TASKS TO PERFORM:
• 1. In the passage on smart highways, give the text from "And this gets" to "recipe for disaster." again, switching "smart highway" to "automated highway".
• 2. The comment at the end of the passage on smart highways describes a public parking project. List every activity that the comment says this project would handle online.
Top of PASSAGE PROVIDED
In contrast, a self-driving car operates under complex, rapidly changing conditions.  For many possible scenarios, it isn’t even clear what the correct action should be.  With such a complex, vague, problem specification, it is impossible to validate a smart car using the safety standards imposed on an airplane autopilot.  That sort of open-ended safety validation may never be possible. 
Could smart highways be the answer?
But there is an alternative.  We don’t need to tolerate an anything-goes mindset.  Imagine that future cities were linked by networks of smart highways.  Such a highway would have a built in and continuously active traffic control system, fully automated, like an air traffic control system but designed to control cars rather than airplanes.  In this approach, we wouldn’t allow self-driving cars to make their own decisions, so the prospect of cars driving themselves down residential neighborhood streets where children and pets are playing would be eliminated.  Instead, self-driving systems would only be engaged while on a smart highway, and even then, would be under control of that highway at all times.   The human driver would take over when exiting the smart highway, and if anything at all were to go wrong, the car would pull over and stop, or the entire highway would simply come to a halt, quickly and safely. 
And this gets to the crux of the matter.  A smart highway can be designed with a safety-first mentality: if safety can’t be assured, then the cars stop.  In contrast, today’s self-driving cars can never be 100% certain that they are driving safely, or even that they are 100% bug free.  They don’t even try. We’re creating a new world that will operate like a sky full of airplanes on autopilot but without guidance from air traffic controllers, and this is a clear recipe for disaster. 
Moreover, a smart highway control system could be built much as we build air traffic control software: with a primary focus on safety and fail-safe behavior, which would shift the onus from vehicles making totally independent decisions towards a model in which the independence of the on-board control system is constrained by an overarching safety policy: Now we would know not simply that the Tesla control system was engaged, but also that the path planning in which it engaged is bounded by a safety envelop that is the same as (or at least consistent with) the one that the truck was using.   We would have a safety model on which the solution depends; if a smart car crashed into a smart truck on a smart highway, it would be crystal clear where the model broke down: perhaps, by not allowing enough stopping distance between vehicles, or perhaps the truck lost control and just at this instant, the car brakes failed.  But we could break the problem down, assign clear responsibility, and if needed, assign liability.
A smart highway also introduces a form of independent witness.  Think of the VW/Audi emission reporting scandal.  What if a smart car were to err, but then was programmed to lie about the inputs on which it based its decisions, or the conditions that led to the crash?  With a smart highway filming the event and perhaps programmed to automatically persist that data in the event of an accident, we would have concrete evidence from an independent witness that could be used to detect this sort of preprogrammed fibbing.
Tesla’s accident makes it clear that blind trust in machine intelligence is a lethal mistake.  The good news is that this particular mistake is one we can still correct, by building smart highways to control the smart cars and mandating that the cars use those solutions.  As technology advances, we’ll see more and more autonomous computing in settings like hospitals, and there is a real risk that if we blink now, weak standards will spill over into other areas that currently demand stringent quality controls.  We really need to get this one right. 

1 comment:

  1. Integrating Artificial Intelligence into cars/driving/highways has excited me as well. I agree with your Mark Twain quote, it really does show how humans rely way too much on technology to rule their lives. I'm currently applying to Cornell, and I am extremely interested in your research in cloud computing. I have been thinking of a project to integrate cloud computing into public parking, where paying, reserving, and parking is all facilitated online. What do you think? Will this be something that we head into the near future?
Bottom of PASSAGE PROVIDED
Top of INFORMATION PROVIDED
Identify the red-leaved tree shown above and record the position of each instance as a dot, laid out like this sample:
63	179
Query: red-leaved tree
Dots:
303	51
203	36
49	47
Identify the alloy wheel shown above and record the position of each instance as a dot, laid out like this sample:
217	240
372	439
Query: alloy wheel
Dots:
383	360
Bottom of INFORMATION PROVIDED
Top of INFORMATION PROVIDED
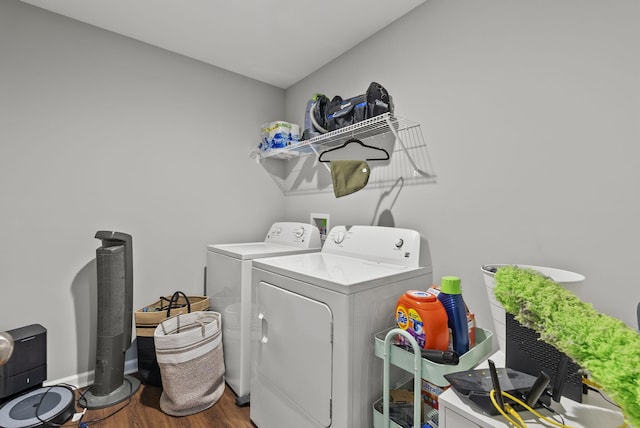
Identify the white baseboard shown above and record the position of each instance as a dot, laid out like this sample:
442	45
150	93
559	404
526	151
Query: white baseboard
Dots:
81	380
Bottom of INFORMATION PROVIDED
Top of INFORMATION PROVIDED
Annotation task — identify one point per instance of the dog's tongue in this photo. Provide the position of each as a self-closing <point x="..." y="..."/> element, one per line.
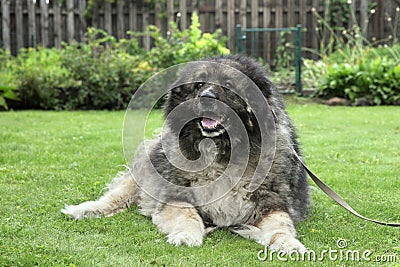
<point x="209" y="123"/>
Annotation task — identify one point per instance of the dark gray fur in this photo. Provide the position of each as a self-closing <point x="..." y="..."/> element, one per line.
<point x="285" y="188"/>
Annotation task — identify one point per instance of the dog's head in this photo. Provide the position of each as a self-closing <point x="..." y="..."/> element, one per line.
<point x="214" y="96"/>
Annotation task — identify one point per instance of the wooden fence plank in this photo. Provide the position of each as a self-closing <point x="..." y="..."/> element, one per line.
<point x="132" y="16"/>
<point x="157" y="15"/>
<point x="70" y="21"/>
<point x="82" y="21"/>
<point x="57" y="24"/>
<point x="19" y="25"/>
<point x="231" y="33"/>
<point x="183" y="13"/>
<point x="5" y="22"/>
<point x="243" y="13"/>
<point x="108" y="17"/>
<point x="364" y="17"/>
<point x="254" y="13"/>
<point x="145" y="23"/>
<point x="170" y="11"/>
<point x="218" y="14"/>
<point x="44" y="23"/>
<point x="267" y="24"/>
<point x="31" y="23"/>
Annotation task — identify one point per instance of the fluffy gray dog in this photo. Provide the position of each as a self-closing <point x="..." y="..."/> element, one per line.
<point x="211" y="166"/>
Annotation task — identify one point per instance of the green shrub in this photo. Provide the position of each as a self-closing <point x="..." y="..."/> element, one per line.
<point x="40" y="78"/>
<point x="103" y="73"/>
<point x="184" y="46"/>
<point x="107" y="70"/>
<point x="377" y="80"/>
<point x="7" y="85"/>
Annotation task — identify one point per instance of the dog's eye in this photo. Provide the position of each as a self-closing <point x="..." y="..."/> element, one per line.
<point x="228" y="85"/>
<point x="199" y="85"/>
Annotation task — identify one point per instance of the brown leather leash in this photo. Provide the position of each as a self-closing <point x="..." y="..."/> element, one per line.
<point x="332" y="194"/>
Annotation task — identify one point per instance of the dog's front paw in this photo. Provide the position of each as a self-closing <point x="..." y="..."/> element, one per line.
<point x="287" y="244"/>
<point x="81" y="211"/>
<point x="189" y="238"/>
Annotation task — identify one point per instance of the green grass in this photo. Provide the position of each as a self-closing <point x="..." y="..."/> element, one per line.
Bottom of INFORMATION PROVIDED
ANSWERS IN ORDER:
• 1.
And this gets to the crux of the matter.  A automated highway can be designed with a safety-first mentality: if safety can’t be assured, then the cars stop.  In contrast, today’s self-driving cars can never be 100% certain that they are driving safely, or even that they are 100% bug free.  They don’t even try. We’re creating a new world that will operate like a sky full of airplanes on autopilot but without guidance from air traffic controllers, and this is a clear recipe for disaster.

• 2. Paying, reserving, and parking.